• _PROBLEM DESCRIPTION_: An exact reproduction of all entries is expected.
**** DATA RECORDS
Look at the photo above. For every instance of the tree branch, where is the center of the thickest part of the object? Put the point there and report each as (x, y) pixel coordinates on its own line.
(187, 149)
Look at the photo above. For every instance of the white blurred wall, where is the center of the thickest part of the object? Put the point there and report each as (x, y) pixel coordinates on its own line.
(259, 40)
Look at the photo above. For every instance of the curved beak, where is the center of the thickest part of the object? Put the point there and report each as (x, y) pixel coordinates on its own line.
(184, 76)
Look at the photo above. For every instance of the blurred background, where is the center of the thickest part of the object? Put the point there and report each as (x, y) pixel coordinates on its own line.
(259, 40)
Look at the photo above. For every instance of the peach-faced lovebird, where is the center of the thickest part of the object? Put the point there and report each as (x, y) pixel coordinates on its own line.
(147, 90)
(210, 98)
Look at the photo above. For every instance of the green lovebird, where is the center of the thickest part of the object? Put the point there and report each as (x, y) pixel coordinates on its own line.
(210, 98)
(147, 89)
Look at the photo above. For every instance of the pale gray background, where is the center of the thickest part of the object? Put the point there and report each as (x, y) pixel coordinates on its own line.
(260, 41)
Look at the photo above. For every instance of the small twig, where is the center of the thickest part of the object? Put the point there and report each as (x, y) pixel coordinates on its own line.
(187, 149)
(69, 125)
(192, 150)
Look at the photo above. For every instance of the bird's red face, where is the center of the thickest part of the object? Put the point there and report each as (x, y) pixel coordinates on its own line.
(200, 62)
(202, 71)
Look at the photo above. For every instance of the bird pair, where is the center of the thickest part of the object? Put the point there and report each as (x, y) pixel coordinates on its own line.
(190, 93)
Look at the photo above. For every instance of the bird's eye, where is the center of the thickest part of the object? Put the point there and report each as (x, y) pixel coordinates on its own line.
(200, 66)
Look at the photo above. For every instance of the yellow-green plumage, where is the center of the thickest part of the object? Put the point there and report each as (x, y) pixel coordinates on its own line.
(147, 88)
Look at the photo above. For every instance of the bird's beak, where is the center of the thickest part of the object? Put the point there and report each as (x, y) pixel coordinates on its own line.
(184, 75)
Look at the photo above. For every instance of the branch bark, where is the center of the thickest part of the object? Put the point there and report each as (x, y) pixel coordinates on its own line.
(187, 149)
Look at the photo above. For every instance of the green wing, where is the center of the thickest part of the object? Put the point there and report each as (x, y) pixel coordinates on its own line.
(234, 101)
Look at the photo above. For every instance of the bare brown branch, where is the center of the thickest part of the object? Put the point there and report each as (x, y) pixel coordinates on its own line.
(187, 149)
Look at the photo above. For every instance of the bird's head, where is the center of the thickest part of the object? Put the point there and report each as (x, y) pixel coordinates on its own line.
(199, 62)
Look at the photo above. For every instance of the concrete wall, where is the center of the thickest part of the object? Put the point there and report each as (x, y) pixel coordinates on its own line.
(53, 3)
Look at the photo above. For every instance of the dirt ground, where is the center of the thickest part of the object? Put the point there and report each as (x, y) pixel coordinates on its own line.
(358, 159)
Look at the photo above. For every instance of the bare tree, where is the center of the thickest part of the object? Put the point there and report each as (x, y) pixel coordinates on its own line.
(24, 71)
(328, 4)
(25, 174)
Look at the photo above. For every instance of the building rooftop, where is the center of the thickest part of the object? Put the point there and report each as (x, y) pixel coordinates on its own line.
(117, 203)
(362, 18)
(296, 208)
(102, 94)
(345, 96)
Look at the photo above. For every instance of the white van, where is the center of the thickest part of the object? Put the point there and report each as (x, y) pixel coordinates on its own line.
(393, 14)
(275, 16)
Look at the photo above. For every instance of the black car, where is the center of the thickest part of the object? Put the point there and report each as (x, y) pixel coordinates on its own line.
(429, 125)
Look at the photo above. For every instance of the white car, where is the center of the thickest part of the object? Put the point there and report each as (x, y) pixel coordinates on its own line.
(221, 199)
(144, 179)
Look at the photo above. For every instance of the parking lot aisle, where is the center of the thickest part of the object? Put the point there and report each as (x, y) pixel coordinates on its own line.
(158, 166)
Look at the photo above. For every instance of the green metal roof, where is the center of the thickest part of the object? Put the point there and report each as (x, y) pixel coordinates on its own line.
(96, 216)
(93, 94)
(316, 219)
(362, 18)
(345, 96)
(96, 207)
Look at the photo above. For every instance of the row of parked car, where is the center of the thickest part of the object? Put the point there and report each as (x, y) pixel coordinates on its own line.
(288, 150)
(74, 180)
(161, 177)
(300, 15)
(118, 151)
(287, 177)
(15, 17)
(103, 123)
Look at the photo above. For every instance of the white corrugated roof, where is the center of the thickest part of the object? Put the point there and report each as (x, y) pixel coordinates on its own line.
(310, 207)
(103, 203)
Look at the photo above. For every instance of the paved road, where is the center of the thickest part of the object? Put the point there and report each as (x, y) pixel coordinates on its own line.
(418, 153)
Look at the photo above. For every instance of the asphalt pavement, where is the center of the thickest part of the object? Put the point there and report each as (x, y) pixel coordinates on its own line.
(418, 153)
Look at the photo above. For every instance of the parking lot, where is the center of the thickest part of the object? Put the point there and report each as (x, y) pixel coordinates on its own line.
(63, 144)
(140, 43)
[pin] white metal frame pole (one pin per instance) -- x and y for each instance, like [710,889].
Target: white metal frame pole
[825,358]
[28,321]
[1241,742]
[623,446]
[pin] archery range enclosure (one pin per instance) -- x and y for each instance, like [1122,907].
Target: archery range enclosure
********
• _TASK OUTPUT_:
Look at the photo above. For every instance of the tree branch, where is the center of the thickest part of the object? Put the point there and report each as (x, y) pixel coordinates on its own line.
(187, 149)
Look at the photo above. For every instance of the white blurred wall, where is the center of the thickest part of the object? Put the point there and report each as (x, y) pixel coordinates on its own line.
(259, 40)
Look at the photo above. For every instance of the curved beak, where is the center of the thickest part of the object? Put the point there and report each as (x, y) pixel coordinates on its own line.
(184, 76)
Look at the photo above. For every instance of the blurred background, where is the center of the thickest part of the object? Put the point there and report each as (x, y) pixel coordinates on its own line.
(259, 40)
Look at the photo above. For every instance of the peach-faced lovebird, where is the center of the thickest part of the object? Put the point there and report each as (x, y) pixel coordinates on its own line.
(147, 90)
(210, 98)
Look at the photo above. For every instance of the green lovebird, where is the center of the thickest part of the object? Put the point there and report each as (x, y) pixel coordinates on its own line.
(210, 98)
(147, 89)
Look at the photo above. For every instance of the pale gray background, where is the center of the thickest part of the object? Put the point there and report each as (x, y) pixel coordinates on its own line.
(260, 41)
Look at the photo above. For every instance of the small twig, where is the center of the thickest part of the object? Put the point there and report each as (x, y) pixel coordinates on its own line.
(187, 149)
(69, 125)
(192, 150)
Look at the photo above. For every instance of the bird's red face, where is the center of the thickest part of the object? Put the point there and report each as (x, y) pixel coordinates on its own line.
(200, 62)
(202, 71)
Look at the photo above. For every instance of the bird pair, where is the center of the thickest part of the object? Put the point there and report each as (x, y) pixel coordinates on its own line.
(190, 93)
Look at the photo above. For every instance of the bird's eye, where is the center of the thickest part of the object? Put the point there and report each as (x, y) pixel coordinates on its own line.
(200, 66)
Look at the photo above. For every instance of the yellow-green plumage, where is the center of the thickest part of the object? Put the point there and report each as (x, y) pixel coordinates on its own line.
(147, 88)
Look at the photo above. For every instance of the bird's beak, where is the center of the thickest part of the object? Put the point there and report each as (x, y) pixel coordinates on its own line.
(184, 75)
Look at the photo above. For every instance of the branch bark, where is the center of the thickest part of the object? Put the point there and report each as (x, y) pixel coordinates on its own line.
(187, 149)
Look at the photo above. For every instance of the green wing, where is the center of the thickest part of the object? Put the point there and report each as (x, y) pixel coordinates on its own line.
(234, 101)
Look at the photo above. For every instance of the bare brown branch, where is the center of the thickest part of the object? Put the point there and report each as (x, y) pixel coordinates on its own line.
(187, 149)
Look at the photo above. For every instance of the bird's head, where is the center of the thickest part of the object? Put the point there and report each as (x, y) pixel coordinates on its own line.
(199, 62)
Look at the photo above. For every instance of the concrete wall, where is the center of the thickest part of the object? Put the point there and report each as (x, y) pixel coordinates on its own line.
(53, 3)
Look at the photo above. For every instance of the dirt ground, where is the center of the thickest part of the object? Put the point there and report each as (x, y) pixel coordinates on its own line.
(358, 159)
Look at the photo above. For every instance of the bare tree, where is the center of the thickest part of the object? Put the point there and report each as (x, y) pixel coordinates on its own line.
(24, 71)
(328, 4)
(25, 174)
Look at the photo above. For every instance of the building rooftop, where is the center of the thickest part of the object? Put the point there and report each as (x, y) pixel coordinates on its own line.
(117, 203)
(362, 18)
(296, 208)
(102, 94)
(345, 96)
Look at the photo above. For every instance of the white van, where is the center of the thickest part of the object? Put the point there and report each as (x, y) pixel coordinates on its own line.
(393, 14)
(275, 16)
Look at the photo above. For every instance of the black car, where is the center of the thickest part of the object? Put the point there and report each as (x, y) pixel coordinates on its own line.
(429, 125)
Look at the photo above. For every instance of the white car, where is the center of the thickest part of the object? Put the point there and report each as (x, y) pixel coordinates on its own line.
(221, 199)
(144, 179)
Look at the photo above. For every instance of the parking lot aisle, where is the center of the thickest part of the object? Put the point there and report each as (x, y) pixel coordinates on its own line.
(158, 166)
Look at the photo above. For every instance of the green metal roof, where is the center of the thickest part of the object? Put the point there and report each as (x, y) pixel coordinates on its own line.
(96, 216)
(93, 94)
(316, 219)
(362, 18)
(345, 96)
(96, 207)
Look at the photo above. For every instance of the row of parked car, where is the center of the thickest part of the object? Put the point there and report each as (x, y) pixel coordinates on its own line.
(288, 150)
(74, 180)
(161, 177)
(300, 15)
(118, 151)
(287, 177)
(15, 17)
(103, 123)
Look at the photo above. For every instance of the white corrugated roof, where is the center of the thickest part of the object? Put the point there and report each as (x, y) pixel coordinates on its own line.
(310, 207)
(103, 203)
Look at the photo above. For every instance of the paved road, where is the center of the thickest part of the object? Put the point there and report each as (x, y) pixel coordinates on its own line.
(418, 153)
Look at the photo above. For every instance of the asphalt pavement, where is the center of the thickest part of the object? Put the point there and report each as (x, y) pixel coordinates on its own line.
(418, 153)
Look at the photo above. For every instance of the parking lot, where is the center of the thickest part of the object? Put the point there and report each as (x, y) pixel coordinates on its own line.
(63, 144)
(140, 43)
[pin] white metal frame pole (one pin per instance) -- x and y for each instance, like [710,889].
Target: white metal frame pole
[825,358]
[28,321]
[1241,742]
[623,446]
[pin] archery range enclosure (one pin per instance) -- x and y for each instance, like [1122,907].
Target: archery range enclosure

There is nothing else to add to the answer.